From the line holding "Exercise. Mark the grazing" through the last of these lines, inclusive, rewrite the lines with "grazing cow" changed to "grazing steer" and everything else kept as it is.

GIVEN ENTRIES:
((

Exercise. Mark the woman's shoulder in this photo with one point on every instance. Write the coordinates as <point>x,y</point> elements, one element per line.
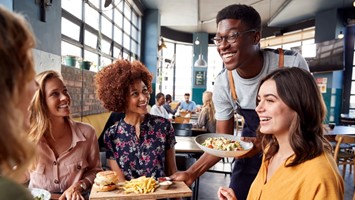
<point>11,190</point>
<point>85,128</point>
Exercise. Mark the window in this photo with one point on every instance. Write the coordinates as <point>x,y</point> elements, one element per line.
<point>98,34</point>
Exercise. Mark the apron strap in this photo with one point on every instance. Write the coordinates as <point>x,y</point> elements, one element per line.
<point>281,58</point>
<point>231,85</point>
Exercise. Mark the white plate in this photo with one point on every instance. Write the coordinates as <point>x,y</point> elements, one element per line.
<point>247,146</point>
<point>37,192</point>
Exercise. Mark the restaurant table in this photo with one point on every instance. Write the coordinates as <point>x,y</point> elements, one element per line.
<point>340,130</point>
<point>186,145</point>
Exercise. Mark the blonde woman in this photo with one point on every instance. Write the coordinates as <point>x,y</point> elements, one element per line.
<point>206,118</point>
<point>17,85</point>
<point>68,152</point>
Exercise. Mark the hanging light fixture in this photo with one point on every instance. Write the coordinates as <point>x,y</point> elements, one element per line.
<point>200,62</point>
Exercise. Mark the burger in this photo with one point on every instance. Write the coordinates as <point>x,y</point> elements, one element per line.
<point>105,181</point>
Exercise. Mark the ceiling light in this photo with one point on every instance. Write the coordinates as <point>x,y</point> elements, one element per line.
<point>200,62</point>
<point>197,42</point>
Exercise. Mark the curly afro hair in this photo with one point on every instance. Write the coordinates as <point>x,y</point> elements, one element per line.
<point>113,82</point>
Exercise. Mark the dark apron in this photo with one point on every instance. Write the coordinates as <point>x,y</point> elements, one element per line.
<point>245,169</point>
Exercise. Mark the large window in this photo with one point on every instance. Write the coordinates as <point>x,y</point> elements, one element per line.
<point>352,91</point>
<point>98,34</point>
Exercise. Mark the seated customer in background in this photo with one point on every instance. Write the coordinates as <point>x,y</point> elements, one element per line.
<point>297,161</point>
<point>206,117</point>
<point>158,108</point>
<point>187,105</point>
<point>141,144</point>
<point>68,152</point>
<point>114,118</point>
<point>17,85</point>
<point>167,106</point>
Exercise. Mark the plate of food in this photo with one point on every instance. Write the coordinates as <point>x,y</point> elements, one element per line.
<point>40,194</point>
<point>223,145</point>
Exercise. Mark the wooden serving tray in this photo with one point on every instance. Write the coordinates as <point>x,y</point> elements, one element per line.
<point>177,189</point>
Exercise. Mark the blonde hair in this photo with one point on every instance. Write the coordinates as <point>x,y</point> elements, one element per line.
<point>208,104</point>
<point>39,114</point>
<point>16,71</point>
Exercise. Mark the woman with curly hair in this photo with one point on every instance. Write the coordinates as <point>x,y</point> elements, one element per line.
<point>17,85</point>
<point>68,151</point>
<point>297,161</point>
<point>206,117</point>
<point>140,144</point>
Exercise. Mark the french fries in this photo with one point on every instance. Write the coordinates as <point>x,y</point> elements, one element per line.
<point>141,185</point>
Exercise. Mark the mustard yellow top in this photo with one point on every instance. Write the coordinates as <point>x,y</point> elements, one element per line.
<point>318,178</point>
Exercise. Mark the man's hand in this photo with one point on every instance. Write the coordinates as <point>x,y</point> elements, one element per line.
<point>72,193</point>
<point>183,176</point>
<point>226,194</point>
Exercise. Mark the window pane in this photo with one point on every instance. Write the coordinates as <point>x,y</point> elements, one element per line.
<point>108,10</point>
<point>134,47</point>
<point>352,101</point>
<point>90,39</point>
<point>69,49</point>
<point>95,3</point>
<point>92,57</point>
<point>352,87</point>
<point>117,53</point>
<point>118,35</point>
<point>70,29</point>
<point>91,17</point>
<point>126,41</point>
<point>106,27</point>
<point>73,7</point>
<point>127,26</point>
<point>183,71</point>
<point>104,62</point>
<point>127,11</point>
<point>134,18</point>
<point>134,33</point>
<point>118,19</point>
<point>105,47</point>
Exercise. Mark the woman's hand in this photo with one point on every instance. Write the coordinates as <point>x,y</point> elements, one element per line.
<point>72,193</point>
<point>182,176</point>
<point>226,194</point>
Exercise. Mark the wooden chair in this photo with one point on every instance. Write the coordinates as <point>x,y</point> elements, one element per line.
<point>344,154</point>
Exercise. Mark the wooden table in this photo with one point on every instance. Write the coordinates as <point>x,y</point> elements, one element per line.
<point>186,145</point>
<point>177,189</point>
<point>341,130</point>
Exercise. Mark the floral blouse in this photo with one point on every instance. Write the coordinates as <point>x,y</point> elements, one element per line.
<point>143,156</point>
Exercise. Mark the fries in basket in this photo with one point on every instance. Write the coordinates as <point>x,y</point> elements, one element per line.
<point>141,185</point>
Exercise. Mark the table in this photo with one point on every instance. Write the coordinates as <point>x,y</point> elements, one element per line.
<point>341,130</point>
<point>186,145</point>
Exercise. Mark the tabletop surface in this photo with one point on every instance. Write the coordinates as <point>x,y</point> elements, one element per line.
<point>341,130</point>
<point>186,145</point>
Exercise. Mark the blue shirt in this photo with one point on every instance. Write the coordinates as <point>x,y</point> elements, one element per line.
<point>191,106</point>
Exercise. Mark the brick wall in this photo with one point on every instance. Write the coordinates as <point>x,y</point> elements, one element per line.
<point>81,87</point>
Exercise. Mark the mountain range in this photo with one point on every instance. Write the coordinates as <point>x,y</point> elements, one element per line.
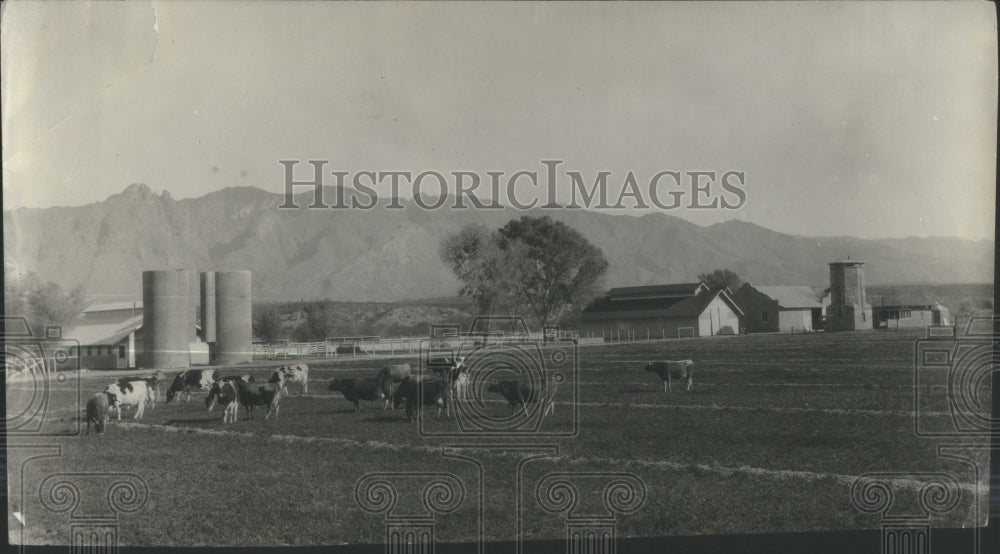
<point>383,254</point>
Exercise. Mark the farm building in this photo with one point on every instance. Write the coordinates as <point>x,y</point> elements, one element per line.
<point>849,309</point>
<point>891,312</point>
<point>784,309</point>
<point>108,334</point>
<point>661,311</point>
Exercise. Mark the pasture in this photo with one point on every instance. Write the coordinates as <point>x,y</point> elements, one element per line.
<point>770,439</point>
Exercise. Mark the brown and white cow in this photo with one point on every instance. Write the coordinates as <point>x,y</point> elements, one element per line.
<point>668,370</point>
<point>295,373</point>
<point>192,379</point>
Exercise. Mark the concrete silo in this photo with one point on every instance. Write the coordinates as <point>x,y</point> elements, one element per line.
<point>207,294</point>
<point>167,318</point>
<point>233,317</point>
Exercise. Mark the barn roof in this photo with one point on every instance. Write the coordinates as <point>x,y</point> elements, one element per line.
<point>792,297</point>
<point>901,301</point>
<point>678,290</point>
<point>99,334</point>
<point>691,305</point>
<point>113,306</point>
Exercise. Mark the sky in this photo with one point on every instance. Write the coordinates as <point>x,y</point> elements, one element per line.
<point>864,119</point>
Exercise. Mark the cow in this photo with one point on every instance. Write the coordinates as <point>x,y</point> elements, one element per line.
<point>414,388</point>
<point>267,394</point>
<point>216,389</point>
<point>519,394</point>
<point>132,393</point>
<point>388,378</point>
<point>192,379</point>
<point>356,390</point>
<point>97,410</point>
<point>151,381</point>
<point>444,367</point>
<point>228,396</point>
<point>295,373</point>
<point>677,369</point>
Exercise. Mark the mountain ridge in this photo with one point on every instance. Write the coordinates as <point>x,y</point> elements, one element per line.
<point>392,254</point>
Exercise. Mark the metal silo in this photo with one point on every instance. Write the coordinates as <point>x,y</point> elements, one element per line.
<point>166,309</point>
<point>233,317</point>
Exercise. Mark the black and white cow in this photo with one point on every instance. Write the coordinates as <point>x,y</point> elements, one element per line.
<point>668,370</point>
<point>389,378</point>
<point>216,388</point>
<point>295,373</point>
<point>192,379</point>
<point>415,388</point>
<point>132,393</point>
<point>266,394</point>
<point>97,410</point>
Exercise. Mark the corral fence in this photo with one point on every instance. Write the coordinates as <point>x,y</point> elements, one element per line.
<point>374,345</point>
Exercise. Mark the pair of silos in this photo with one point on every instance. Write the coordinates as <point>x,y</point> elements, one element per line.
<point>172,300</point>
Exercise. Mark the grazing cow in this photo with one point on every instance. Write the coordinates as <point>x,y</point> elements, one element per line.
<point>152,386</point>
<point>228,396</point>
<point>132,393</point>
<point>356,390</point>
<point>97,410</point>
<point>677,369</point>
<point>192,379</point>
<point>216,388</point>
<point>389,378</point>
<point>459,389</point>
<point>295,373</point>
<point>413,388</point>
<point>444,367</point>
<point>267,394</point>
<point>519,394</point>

))

ANSWER TO THE EXERCISE:
Exercise. Mark the grazing steer in this photo with one point on every instance. Write the coordinates as <point>x,y</point> elements, one element per line.
<point>152,386</point>
<point>228,396</point>
<point>132,393</point>
<point>356,390</point>
<point>97,410</point>
<point>677,369</point>
<point>192,379</point>
<point>216,388</point>
<point>389,378</point>
<point>459,389</point>
<point>295,373</point>
<point>413,388</point>
<point>444,367</point>
<point>267,394</point>
<point>519,394</point>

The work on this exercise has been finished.